## Start

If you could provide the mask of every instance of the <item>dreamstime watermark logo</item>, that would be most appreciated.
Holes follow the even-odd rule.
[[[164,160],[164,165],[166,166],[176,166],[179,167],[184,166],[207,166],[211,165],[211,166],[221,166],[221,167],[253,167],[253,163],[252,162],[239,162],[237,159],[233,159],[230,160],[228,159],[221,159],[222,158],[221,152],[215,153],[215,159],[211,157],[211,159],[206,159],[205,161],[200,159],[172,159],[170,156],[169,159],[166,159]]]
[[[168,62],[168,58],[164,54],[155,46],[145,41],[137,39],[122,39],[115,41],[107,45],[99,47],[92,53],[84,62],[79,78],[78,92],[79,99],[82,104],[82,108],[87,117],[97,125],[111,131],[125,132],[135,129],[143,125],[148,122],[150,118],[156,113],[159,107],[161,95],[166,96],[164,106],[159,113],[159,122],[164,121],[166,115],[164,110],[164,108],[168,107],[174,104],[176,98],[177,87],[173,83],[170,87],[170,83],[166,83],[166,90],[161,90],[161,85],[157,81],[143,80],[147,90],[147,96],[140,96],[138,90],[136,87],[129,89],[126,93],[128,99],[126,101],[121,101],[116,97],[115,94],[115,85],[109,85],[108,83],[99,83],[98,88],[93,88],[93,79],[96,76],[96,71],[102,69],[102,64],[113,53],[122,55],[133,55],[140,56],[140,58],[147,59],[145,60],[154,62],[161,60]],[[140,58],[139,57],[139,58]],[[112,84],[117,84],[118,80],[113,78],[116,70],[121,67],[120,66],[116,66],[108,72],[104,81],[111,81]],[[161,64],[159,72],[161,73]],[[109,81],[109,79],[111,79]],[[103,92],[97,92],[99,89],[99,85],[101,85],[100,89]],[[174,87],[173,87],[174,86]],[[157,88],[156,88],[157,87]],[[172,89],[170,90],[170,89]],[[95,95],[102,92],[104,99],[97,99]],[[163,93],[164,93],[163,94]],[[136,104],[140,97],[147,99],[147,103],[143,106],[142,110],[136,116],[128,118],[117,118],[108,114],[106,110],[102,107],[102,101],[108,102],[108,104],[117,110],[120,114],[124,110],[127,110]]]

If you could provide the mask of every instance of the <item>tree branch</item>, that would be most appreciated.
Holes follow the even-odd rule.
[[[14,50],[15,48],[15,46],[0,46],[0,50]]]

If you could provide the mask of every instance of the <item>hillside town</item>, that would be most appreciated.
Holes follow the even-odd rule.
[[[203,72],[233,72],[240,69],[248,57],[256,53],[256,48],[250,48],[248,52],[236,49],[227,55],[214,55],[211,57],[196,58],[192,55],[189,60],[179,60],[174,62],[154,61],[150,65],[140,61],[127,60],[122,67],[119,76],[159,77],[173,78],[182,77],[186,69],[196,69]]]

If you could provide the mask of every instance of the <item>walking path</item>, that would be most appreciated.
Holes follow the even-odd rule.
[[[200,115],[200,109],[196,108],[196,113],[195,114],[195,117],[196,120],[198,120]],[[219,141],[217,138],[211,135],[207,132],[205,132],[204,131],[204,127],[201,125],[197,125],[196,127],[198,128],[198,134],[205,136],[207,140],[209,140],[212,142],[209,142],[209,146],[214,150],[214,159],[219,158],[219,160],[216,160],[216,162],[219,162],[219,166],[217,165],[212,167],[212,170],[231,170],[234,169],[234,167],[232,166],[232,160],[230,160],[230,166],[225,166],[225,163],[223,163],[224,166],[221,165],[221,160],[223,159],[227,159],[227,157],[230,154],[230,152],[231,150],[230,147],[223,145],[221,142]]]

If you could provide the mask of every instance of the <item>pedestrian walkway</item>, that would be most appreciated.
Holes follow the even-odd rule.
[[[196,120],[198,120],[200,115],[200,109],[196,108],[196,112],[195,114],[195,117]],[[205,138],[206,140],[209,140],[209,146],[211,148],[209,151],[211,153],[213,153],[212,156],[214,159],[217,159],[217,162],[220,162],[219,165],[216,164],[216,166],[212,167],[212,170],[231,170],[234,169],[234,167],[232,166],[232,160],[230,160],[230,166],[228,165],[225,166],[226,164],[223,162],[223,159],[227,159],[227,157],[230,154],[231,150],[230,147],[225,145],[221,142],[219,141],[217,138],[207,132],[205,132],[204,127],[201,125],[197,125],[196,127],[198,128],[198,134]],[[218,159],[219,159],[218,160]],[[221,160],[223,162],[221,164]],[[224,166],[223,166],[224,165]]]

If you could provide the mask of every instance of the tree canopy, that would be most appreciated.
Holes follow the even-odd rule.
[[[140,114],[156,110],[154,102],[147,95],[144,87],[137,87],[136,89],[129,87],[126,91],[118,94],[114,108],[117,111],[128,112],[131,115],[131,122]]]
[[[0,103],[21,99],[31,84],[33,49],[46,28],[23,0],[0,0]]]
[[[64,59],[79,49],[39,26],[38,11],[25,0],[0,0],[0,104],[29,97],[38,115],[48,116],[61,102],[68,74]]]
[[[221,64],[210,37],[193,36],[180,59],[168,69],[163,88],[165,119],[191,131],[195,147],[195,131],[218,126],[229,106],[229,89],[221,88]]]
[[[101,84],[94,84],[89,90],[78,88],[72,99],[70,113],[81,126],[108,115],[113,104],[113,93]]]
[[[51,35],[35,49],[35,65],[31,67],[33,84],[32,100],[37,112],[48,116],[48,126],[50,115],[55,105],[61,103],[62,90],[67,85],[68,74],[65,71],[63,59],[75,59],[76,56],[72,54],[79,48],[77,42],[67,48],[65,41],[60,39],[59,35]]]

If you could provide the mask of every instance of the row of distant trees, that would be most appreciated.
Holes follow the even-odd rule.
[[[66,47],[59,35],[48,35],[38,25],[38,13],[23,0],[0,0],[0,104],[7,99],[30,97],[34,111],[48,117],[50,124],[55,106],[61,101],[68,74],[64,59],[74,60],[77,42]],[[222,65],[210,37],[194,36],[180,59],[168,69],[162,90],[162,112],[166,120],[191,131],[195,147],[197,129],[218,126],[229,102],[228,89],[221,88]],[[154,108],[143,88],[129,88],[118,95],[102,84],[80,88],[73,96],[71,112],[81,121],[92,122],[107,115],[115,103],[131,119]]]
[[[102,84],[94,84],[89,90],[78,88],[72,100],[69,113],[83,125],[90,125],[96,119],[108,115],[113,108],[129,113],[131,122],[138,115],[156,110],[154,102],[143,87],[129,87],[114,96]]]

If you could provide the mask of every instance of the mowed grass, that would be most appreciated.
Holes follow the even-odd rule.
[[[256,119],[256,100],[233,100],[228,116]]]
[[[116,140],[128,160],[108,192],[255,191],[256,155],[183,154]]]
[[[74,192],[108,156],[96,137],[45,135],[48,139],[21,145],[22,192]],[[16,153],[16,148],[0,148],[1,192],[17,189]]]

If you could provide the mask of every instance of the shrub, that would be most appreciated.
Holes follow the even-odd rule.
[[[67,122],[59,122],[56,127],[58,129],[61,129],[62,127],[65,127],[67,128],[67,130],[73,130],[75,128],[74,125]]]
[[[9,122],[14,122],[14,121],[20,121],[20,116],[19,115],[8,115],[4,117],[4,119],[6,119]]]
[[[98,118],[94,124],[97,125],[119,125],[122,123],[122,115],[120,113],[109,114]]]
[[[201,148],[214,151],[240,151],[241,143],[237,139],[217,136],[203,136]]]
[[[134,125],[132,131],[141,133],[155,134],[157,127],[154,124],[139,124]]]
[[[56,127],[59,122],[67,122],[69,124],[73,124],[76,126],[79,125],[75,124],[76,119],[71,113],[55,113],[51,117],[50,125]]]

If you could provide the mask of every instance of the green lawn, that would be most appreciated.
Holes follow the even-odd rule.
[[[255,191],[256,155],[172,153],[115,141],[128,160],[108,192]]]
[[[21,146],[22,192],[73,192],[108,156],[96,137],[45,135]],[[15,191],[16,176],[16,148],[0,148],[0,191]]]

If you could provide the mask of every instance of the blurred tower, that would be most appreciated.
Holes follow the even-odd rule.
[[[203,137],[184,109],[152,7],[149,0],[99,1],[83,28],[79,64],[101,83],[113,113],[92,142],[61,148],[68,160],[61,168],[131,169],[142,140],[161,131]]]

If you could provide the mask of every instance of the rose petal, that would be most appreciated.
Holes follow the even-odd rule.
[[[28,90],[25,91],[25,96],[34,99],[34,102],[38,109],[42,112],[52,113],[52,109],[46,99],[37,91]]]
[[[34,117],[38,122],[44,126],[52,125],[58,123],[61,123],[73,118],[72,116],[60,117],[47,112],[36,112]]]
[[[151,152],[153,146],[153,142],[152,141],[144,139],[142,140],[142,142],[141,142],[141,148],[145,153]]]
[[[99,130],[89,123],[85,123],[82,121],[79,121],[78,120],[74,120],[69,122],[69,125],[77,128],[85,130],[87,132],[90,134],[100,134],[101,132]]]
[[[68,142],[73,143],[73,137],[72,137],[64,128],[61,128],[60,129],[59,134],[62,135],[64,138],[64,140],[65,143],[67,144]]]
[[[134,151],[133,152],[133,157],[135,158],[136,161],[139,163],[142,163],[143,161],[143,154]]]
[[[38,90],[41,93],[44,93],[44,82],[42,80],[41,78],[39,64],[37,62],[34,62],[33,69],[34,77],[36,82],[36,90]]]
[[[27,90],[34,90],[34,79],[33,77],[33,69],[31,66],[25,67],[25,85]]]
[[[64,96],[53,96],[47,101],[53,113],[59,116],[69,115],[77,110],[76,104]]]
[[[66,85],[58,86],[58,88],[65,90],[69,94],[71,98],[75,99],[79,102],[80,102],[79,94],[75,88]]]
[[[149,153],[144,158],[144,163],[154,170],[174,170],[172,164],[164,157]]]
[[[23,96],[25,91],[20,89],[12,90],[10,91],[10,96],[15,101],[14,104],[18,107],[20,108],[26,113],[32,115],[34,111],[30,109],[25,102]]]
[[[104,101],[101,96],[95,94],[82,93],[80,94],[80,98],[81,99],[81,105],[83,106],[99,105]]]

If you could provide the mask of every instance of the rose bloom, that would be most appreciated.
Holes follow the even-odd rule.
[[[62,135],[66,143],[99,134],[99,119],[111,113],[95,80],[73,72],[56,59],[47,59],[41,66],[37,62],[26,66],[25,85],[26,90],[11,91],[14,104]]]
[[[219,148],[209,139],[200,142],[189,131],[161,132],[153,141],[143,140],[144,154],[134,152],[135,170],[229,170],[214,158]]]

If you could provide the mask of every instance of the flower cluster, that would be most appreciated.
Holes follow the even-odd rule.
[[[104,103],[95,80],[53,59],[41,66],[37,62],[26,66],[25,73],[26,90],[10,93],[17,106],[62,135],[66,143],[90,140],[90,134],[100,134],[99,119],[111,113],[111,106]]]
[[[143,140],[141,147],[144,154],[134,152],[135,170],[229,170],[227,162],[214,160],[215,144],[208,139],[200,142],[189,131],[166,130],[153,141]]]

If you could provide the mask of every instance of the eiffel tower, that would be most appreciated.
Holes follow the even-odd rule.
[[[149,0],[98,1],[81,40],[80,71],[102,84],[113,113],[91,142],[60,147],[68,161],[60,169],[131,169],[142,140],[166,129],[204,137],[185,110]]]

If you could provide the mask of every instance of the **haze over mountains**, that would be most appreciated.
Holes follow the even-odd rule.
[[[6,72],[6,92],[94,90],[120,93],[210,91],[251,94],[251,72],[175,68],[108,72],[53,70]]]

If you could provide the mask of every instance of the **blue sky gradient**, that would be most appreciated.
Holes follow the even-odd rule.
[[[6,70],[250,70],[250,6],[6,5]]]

## End
## Start

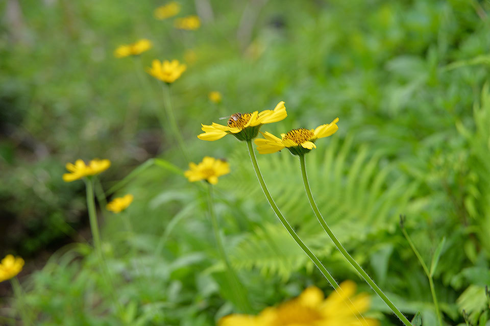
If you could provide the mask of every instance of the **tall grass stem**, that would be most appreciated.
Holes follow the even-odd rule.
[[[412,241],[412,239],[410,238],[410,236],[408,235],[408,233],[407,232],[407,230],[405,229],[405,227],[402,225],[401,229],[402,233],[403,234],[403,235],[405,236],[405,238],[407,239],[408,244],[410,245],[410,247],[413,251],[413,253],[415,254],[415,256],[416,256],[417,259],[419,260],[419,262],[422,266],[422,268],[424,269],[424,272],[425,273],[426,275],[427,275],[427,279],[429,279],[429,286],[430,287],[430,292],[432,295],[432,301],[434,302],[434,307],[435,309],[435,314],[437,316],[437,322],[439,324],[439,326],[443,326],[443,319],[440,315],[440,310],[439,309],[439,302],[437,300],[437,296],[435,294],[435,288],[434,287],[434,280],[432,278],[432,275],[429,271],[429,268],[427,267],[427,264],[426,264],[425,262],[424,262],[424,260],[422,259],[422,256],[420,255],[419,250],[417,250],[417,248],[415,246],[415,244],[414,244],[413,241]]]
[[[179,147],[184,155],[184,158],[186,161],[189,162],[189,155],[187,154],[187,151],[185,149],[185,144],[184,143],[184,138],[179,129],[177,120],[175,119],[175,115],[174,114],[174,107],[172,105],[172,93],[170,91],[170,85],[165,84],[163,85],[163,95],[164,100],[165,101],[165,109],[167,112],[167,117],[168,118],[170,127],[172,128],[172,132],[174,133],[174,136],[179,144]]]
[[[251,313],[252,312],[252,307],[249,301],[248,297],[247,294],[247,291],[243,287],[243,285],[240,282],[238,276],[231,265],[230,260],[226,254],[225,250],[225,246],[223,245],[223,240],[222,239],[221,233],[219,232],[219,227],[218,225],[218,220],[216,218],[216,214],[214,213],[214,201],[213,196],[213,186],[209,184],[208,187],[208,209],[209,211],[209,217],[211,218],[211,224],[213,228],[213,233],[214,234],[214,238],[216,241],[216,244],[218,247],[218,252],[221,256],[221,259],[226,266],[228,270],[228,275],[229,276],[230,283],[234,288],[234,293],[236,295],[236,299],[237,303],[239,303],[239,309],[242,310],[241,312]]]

## End

> [Work to complete]
From the material above, pull out every line containing the string "rose", matching case exactly.

> [Result for this exercise]
If you could provide the mask of every instance of the rose petal, that would be most appreciated.
If you could provide the mask of every instance of the rose bloom, that would be most appreciated.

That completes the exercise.